• **DOCUMENT SEGMENT**:
┌──

That would result in the garage no longer serving as an accessory
structure. Such would be illegal under
the ordinance, compelling the zoning authorities to take steps to eliminate the
violation. The deed restriction avoided
this potential state of affairs.
That
concern, however, is far different from the building size and open space
requirements which confronted the board in this case. These requirements serve the purpose of the ordinance which is to
promote the health, safety, convenience and environmental integrity of the
area. See Waukesha County, Wis., Shoreland and Floodland
Protection Ordinance § 1.02.
When
considering a variance request, the zoning authority is to make a discretionary
call on a case-by-case basis as to whether, and if so by how much, the
governing rules are to be relaxed. See
Snyder v. Waukesha County Zoning Bd. of Adjustment, 74 Wis.2d
468, 475-76, 247 N.W.2d 98, 103 (1976).
That determination should not be governed by a condition which the board
imposed in a prior unrelated proceeding in which the considerations at issue
were markedly different from those in the present proceeding. As such, the board proceeded on a correct
theory of the law and it could reasonably make the order challenged in this
case.

└──

• **EXCERPTED DATA**:
┌──

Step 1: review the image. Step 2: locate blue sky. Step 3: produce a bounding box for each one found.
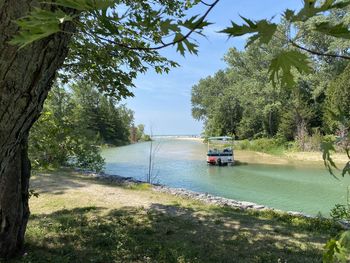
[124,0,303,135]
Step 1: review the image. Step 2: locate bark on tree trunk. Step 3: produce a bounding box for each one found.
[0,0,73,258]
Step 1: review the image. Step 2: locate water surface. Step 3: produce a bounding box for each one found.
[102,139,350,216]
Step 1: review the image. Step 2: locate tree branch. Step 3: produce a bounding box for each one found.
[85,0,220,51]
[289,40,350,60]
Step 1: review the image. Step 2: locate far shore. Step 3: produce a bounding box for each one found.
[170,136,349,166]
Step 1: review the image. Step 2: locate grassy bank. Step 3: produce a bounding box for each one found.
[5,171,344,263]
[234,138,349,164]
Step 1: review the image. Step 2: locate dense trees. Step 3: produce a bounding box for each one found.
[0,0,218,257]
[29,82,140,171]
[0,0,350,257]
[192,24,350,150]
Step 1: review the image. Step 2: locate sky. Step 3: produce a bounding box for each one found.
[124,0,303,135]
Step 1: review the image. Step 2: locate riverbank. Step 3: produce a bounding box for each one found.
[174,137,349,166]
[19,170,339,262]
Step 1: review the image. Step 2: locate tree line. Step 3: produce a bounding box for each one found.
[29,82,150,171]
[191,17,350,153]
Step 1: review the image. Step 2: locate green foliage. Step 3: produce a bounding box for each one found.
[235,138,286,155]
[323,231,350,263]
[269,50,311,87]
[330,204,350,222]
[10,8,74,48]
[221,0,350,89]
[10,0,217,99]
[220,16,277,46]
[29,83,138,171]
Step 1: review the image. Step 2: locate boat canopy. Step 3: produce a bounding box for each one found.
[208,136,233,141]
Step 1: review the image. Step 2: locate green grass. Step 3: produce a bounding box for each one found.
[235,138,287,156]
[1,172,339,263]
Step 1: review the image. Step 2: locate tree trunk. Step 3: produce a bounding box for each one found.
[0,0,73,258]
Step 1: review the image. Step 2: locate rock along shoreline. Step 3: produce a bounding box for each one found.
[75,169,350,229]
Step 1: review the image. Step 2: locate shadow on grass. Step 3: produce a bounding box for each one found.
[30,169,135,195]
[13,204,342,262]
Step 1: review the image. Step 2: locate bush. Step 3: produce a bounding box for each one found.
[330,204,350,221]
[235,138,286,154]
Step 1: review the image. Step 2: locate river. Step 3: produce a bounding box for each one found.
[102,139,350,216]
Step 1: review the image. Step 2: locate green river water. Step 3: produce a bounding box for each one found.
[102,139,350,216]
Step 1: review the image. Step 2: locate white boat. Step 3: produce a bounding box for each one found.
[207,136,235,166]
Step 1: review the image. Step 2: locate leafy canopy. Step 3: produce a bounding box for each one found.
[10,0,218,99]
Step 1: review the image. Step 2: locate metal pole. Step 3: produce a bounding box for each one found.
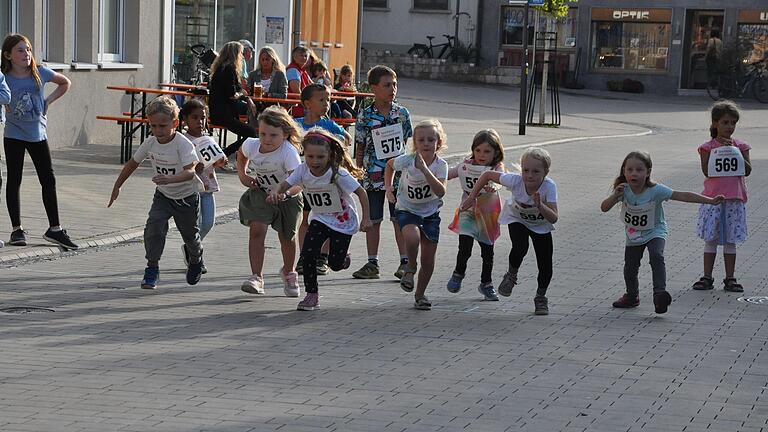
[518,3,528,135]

└──
┌──

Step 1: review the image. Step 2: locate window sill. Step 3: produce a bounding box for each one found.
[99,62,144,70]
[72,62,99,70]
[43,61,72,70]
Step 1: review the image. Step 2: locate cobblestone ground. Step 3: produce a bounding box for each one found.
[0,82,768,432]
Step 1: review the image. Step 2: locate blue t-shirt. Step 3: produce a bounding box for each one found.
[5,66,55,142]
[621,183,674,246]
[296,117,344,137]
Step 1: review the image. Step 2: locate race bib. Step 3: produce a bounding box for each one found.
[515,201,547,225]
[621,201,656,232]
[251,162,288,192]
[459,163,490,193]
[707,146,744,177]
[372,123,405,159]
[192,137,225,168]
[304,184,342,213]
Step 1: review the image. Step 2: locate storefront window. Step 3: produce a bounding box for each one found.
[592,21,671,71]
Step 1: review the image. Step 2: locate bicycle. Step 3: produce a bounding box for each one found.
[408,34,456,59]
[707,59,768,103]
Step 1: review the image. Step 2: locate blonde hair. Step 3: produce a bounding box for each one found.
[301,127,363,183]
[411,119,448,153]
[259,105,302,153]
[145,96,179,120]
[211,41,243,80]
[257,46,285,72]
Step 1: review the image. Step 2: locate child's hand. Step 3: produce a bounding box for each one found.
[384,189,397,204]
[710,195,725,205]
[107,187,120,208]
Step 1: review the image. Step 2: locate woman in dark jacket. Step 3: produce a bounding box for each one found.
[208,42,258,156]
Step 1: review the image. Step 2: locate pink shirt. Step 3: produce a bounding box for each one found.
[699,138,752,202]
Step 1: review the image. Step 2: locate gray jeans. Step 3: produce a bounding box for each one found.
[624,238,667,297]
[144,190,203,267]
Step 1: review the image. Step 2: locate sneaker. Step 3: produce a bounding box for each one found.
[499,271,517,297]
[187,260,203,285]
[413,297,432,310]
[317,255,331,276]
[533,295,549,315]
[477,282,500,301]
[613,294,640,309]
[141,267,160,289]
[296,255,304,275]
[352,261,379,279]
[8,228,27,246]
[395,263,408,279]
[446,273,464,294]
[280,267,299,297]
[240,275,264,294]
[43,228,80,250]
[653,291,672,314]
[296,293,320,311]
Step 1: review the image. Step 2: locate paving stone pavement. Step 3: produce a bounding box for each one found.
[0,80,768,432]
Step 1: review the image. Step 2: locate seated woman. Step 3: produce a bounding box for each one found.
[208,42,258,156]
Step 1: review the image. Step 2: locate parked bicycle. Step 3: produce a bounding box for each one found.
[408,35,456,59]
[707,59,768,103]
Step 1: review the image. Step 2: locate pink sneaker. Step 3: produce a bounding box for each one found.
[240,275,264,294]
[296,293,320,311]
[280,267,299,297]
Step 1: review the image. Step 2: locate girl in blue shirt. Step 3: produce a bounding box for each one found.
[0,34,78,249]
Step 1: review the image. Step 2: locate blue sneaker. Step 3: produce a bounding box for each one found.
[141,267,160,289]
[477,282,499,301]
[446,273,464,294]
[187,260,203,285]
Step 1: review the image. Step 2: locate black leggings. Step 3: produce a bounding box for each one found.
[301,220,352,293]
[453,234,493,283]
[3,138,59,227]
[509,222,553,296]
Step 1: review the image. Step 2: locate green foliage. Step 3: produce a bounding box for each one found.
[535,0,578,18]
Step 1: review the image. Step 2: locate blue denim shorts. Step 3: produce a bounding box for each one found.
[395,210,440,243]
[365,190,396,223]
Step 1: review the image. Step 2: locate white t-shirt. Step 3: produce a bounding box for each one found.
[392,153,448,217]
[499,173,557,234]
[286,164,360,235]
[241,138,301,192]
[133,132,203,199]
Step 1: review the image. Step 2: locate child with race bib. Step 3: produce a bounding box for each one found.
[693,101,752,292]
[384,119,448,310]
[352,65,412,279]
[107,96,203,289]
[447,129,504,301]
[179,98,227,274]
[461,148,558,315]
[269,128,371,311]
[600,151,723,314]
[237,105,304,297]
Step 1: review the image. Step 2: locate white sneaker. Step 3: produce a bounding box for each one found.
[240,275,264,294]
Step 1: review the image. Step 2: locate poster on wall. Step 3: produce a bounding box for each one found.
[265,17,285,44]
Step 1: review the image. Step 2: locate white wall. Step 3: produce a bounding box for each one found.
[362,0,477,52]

└──
┌──

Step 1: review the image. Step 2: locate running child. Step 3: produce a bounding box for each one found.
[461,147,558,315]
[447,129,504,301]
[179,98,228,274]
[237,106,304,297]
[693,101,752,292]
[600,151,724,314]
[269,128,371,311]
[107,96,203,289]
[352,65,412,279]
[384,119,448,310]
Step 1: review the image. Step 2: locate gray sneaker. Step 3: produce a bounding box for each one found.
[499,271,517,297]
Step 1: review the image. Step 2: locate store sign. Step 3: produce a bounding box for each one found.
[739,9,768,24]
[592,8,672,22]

└──

• **TO DO**:
1: Copy the zoning variance passage word for word, between "That would result" and "state of affairs.", inclusive.
2: Pick up the zoning variance passage where it ends and continue it.

• **RESPONSES BY TASK**:
1:
That would result in the garage no longer serving as an accessory
structure. Such would be illegal under
the ordinance, compelling the zoning authorities to take steps to eliminate the
violation. The deed restriction avoided
this potential state of affairs.

2:
We
also conclude that the board's decision was not arbitrary, oppressive or
unreasonable. The circuit court
disagreed, noting that the Miswalds had made a “significant sacrifice” as a
result of the 1986 deed restriction.
True enough. However, the
court's statement overlooks that the Miswalds had also received a substantial
benefit as a result of that proceeding.
They received a variance from the provisions of the zoning code which
otherwise barred the construction of an accessory building on a separate,
noncontiguous parcel. In addition, the
court's reasoning overlooks what we have already held: the deed restriction served one purpose
while the zoning restrictions governing building size serve others.
Nor
was the board's action arbitrary, oppressive or unreasonable because the board
had, in certain prior instances, combined multiple, noncontiguous lots when
considering variance requests by other residents. Of the three examples offered by the Miswalds, two were requests
for the construction of boathouses, not a primary residence. We presume as correct and valid the board's
reasoning that the construction of a principal residence presents planning
issues that may be more compelling than those presented by proposed accessory
buildings. See Arndorfer,
162 Wis.2d at 253, 469 N.W.2d at 833.
In fact, that may explain the board's full grant of the garage variance
to the Miswalds in 1986.
The
third example offered by the Miswalds did concern a residence variance
application. In that case, the board
determined that it did not have to grant the floor area ratio variance because
it combined two lots owned by the resident.
However, we reject the Miswalds' argument that the board was bound to
follow this example for three reasons.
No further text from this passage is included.